In the lines below, swap every "midriff" for "stomach" and change nothing else. Begin at the line that has "Exercise. Mark the woman's bare", stop after the last line, and leave the pictures out of your answer.

(Image location labeling lines)
┄┄┄┄┄┄┄┄┄┄

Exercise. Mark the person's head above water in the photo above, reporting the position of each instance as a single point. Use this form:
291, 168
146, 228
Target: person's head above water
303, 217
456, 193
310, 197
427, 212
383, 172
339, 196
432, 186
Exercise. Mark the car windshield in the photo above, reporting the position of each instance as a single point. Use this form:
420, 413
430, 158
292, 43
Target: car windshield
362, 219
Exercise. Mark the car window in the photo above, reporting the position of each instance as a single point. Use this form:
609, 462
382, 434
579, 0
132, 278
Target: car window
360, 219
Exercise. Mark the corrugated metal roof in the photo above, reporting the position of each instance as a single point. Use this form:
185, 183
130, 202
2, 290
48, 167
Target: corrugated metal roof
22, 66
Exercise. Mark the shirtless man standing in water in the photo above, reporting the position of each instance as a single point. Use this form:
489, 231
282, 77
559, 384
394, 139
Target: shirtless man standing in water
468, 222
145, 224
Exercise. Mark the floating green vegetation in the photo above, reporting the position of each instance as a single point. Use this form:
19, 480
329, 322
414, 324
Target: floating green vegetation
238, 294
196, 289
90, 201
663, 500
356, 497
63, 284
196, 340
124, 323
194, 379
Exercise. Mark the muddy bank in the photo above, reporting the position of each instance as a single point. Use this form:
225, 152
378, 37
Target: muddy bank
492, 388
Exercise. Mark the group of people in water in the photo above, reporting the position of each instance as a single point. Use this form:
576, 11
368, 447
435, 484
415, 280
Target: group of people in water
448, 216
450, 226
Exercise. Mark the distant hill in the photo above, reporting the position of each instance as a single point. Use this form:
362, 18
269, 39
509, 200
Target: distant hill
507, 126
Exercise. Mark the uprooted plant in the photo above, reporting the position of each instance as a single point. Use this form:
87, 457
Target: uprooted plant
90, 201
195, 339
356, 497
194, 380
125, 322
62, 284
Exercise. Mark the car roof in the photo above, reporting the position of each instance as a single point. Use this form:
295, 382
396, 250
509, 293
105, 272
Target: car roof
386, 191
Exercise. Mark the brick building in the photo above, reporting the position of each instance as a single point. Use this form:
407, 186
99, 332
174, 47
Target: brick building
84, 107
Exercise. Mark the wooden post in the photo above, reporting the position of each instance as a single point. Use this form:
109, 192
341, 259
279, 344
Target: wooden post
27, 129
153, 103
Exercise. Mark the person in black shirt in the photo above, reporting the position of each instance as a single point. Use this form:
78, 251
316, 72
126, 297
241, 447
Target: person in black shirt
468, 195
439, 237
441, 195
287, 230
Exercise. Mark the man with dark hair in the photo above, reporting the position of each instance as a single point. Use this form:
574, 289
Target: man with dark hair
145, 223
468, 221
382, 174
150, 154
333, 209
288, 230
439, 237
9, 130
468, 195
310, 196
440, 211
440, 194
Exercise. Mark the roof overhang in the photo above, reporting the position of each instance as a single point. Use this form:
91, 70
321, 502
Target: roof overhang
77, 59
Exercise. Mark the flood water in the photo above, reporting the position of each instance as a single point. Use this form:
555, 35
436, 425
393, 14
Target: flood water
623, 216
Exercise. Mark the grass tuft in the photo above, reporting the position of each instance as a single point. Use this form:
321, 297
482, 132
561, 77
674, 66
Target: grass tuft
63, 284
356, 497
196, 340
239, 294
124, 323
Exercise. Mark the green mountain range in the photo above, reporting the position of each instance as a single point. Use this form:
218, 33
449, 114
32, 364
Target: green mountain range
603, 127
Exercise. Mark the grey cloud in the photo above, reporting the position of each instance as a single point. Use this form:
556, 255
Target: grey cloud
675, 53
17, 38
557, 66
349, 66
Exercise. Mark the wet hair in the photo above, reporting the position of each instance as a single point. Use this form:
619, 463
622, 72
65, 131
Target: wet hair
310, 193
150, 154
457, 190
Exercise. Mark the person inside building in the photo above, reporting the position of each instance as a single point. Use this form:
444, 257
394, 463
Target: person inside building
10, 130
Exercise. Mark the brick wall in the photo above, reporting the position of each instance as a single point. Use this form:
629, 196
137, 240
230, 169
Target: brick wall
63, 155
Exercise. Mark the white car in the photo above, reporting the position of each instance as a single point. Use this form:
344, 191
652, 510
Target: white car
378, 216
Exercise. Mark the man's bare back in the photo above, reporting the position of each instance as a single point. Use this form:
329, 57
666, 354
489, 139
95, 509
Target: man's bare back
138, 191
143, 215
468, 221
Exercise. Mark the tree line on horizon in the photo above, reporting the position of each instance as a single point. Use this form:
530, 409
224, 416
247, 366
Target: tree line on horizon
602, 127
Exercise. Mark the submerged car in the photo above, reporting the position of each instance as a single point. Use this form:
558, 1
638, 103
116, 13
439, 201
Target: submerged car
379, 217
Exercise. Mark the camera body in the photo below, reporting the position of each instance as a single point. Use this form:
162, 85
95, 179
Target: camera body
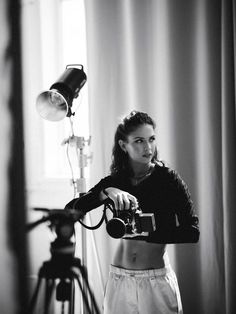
132, 222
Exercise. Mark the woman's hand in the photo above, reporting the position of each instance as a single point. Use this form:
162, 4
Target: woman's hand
122, 200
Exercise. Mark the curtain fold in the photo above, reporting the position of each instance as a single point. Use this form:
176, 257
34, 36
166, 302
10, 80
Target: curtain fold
174, 60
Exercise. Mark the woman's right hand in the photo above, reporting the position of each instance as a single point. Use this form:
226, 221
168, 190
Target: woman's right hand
122, 200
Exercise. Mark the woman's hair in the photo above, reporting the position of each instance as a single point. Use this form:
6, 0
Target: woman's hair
120, 159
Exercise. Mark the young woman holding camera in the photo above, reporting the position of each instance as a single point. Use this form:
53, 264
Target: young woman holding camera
141, 279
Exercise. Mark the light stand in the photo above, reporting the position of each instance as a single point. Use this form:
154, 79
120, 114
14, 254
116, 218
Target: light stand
54, 105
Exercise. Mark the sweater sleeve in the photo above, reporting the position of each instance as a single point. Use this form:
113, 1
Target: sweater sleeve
91, 199
186, 227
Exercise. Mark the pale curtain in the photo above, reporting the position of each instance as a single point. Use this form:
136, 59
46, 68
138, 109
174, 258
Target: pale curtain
13, 256
174, 60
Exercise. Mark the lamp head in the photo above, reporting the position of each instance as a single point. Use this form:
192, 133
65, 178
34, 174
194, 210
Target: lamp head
55, 104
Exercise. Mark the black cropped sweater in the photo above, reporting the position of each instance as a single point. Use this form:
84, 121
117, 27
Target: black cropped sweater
163, 193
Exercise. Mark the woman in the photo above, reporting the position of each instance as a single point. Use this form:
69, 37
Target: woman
141, 279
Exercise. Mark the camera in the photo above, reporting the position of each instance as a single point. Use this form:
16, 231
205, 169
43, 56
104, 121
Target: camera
132, 222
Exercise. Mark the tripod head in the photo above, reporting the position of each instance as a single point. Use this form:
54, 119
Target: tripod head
62, 223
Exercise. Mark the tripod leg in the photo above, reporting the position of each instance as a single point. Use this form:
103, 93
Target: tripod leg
72, 298
34, 297
85, 300
50, 284
92, 298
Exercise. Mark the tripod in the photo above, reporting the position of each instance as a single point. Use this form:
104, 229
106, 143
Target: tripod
67, 270
63, 267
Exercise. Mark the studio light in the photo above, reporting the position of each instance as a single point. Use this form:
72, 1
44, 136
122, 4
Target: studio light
55, 104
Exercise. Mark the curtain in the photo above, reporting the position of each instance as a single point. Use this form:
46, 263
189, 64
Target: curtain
174, 60
13, 261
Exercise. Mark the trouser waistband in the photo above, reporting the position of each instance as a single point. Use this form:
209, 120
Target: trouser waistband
141, 273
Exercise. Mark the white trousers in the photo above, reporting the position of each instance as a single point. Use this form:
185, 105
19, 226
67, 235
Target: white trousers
153, 291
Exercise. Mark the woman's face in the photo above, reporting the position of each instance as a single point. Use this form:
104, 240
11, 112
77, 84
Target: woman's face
140, 145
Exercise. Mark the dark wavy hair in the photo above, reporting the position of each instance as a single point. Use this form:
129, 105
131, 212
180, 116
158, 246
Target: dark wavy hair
120, 160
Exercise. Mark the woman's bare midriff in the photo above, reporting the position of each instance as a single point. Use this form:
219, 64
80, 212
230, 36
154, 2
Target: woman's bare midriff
139, 255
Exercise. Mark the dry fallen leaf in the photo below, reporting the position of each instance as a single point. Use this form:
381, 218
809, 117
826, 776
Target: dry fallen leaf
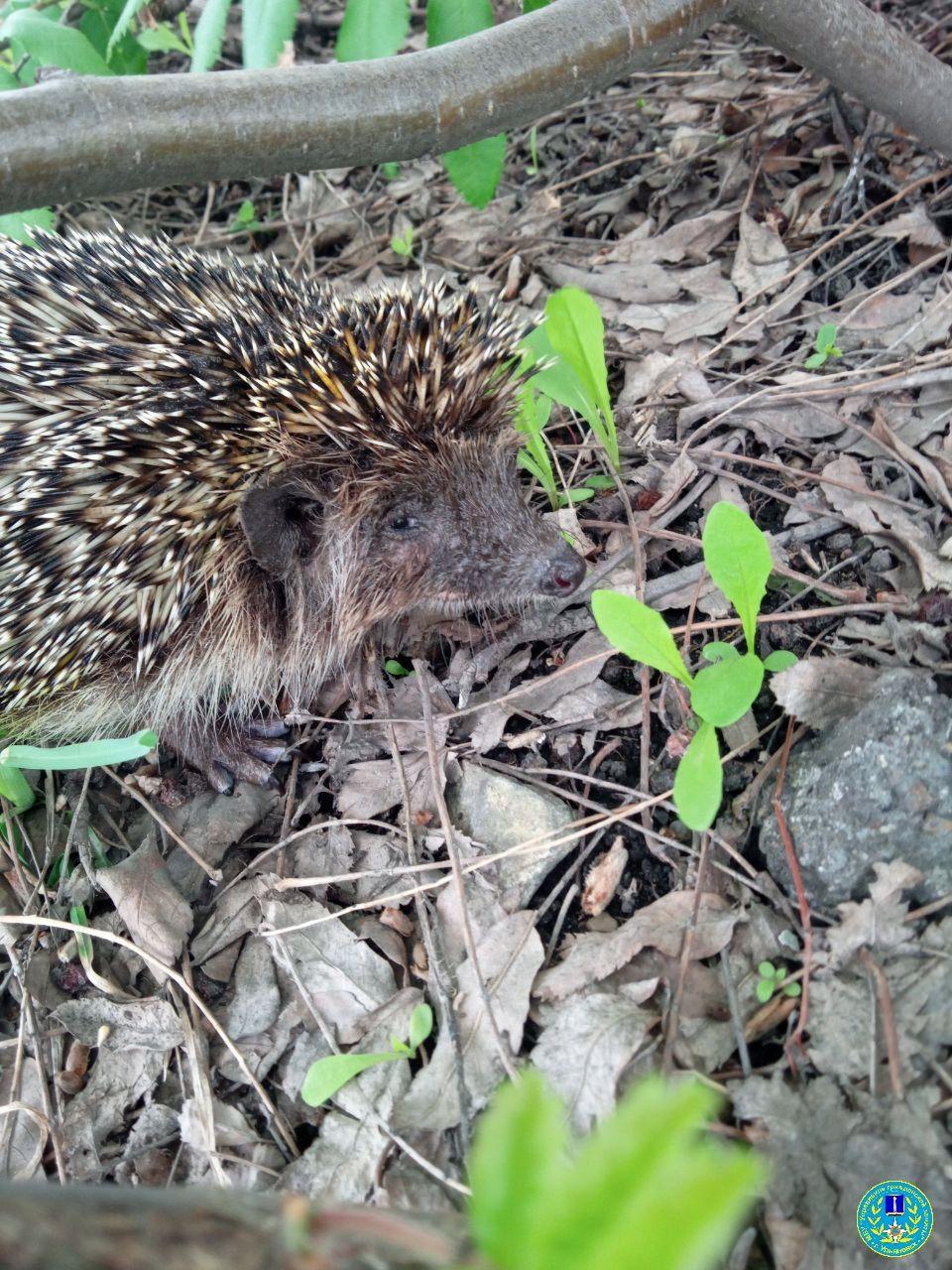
661, 925
603, 878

┄┄┄┄┄┄┄┄┄┄

* Full output *
Exercise. Mark the woman's bare stomach in the photo above, reporting the position of each instance as a single point. Use this form:
219, 64
80, 212
230, 36
154, 2
Target: woman's bare stomach
139, 255
Exercise. Mark the dry fallen leaf in the photo below, reporting the position of each instance as a single point. Use this form:
381, 218
809, 117
826, 776
Target: dry fallen leaf
661, 925
603, 878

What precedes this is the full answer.